I came out of it fine. I wish some other people had learned:
- That a respiratory disease can spread quickly before you show symptoms, and kill millions
- That even though the government is wrong a lot, sometimes they're right about important things
- That you don't get to defect from polite society one day and then whine about being an outcast the next. Of course I'm mad at people who refused to take any precautions at all. They made things worse.
Chaos helps no one. It’s why even the democratic world has martial law.
We may be wrong together but at least we are together. Having people running in three directions at once will get everyone killed in wartime or disaster. Once the avalanche starts it is too late for the pebbles to vote.
I strongly disagree; People have agency, rocks and geological forces do not.
>We may be wrong together but at least we are together.
Is a great way to get everyone killed.
We, in the west love to tout how our diversity and free thinking makes us better than those who do not have those values. What I saw were a bunch of countries that wished they could rule the populace in the same manner as China and Saudi Arabia.
If we can not uphold our values when we face difficulties, then they are not values.
You speak of martial law and preventing chaos. Envision the outcry and response if Trump had enacted such a policy in early February when members of the Democratic Party were encouraging people to gather in crowds to show support for Chinese New Year?
While there's plenty of blame to go around for the government's disinformation campaign, never forget that the entire cast of FauxNews personalities were decrying the initial cautionary stance as a politically motivated hoax and then turned around and changed their tune when it didn't turnout to be a dud like SARS 1.0.
I'm not so sure. To me it seems people just could not stand masks to the point it actually created ongoing planetary scale mental health crisis. :shrug:.
> That even though the government is wrong a lot, sometimes they're right about important things
They weren't right during the pandemic though. From initially refusing to acknowledge the situation to lying and cohercing people into taking untested injections whose side effects on the population remain unknown, and of course censoring and character assassinating anyone who dared rise any objections against its conduct. And lets not forget actively avoiding finding out the origin of the virus because it wasn't politically convenient during an election year.
In this context, do you consider "even though the government is wrong a lot, sometimes they're right about important things" more informative than misinformative?
To disprove "That even though the government is wrong a lot, sometimes they're right about important things", you would have to prove that the government is wrong _all_ the time about important things. You just mentioned some things you think the government got wrong, but that is covered by the clause "That even though the government is wrong a lot" anyway. So it then just seems you wanted to soapbox about covid and governments, even if that isn't your intent.
In the context "lessons we learned from covid that we shouldn't forget", "the government is sometimes right about important things" cannot be one of them without specifics on what is it they supposedly got right.
Reasonable at first. Once it was known that the virus is transmitted via aerosols then forcing masks was the wrong thing to do, specially on children. Useless and damaging.

__Instructions for the task__:
Continue the forum discussion above about pandemic lessons, picking up after its last comment.

__Dataset content__:
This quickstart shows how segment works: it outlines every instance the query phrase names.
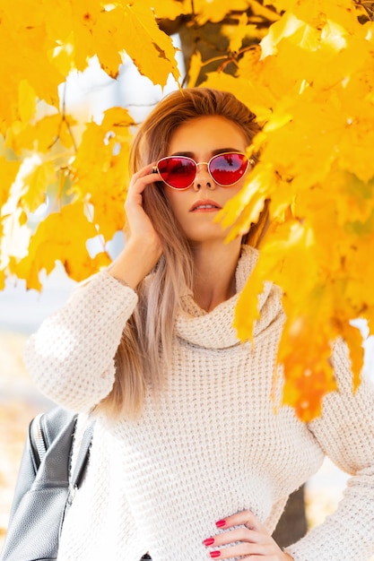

__Result for this exercise__:
> minimizing in-person interactions
What benefit did it achieve? As a quarantine it was too leaky and it also led to mass psychological distress.
> funding medical research
What medical research? For some reason, the most obvious approach, repurposed drugs, was nowhere in sight. If anything demonizing it was the official policy (ie. the smear campaign against ivermectin).
> Reasonable at first. Once it was known that the virus is transmitted via aerosols then forcing masks was the wrong thing to do, specially on children. Useless and damaging.
And that's the reason we have governments for. So that people like you can't do unlimited damage. You can privately hate the government, but as long as you follow the rules, the damage is contained.
> this paper does not estimate the effect of wearing masks, but rather the effect of mandating mask wearing
This study doesn't control its variables properly. Places with no mask mandates are also places where people typicaly didn't take other precautions such as avoiding mass gatherings.
Anecdotally, when my son was in online classes and later on in person but masked he made remarks to me about how he felt like he had no friends and people didn't like him.
Partially(mostly?) was because during class breaks they were not allowed to interact.
"The hypotheses for the influence of face mask wearing on emotion recognition were partially supported. Results showed that whereas anger was better recognized, happiness and sadness were impaired in their recognition.
...
Therefore, the differential impact of face masks on emotion recognition can have an effect on children’s social interactions. For example, better recognition of anger can facilitate greater physical and social distance from one another (Calbi et al., 2021). On the other hand, lower recognition of happiness and sadness can be potentially detrimental for children’s social interactions. Happiness has been identified as key to boosting social interactions (Quoidbach et al., 2019), whereas recognizing sadness in others is important to display appropriate interpersonal emotion regulation (Kwon & López-Pérez, 2022)."
> You can privately hate the government, but as long as you follow the rules, the damage is contained.
Please state in quantitative (percentage) terms what "the damage is contained" means at object level reality.
Also please state the source(s) of this knowledge (this way it makes it explicit whether what you are describing is your opinion vs facts, as you seem to be presenting it as).
Let's check out the language from the link you did include:
>> Our results imply that...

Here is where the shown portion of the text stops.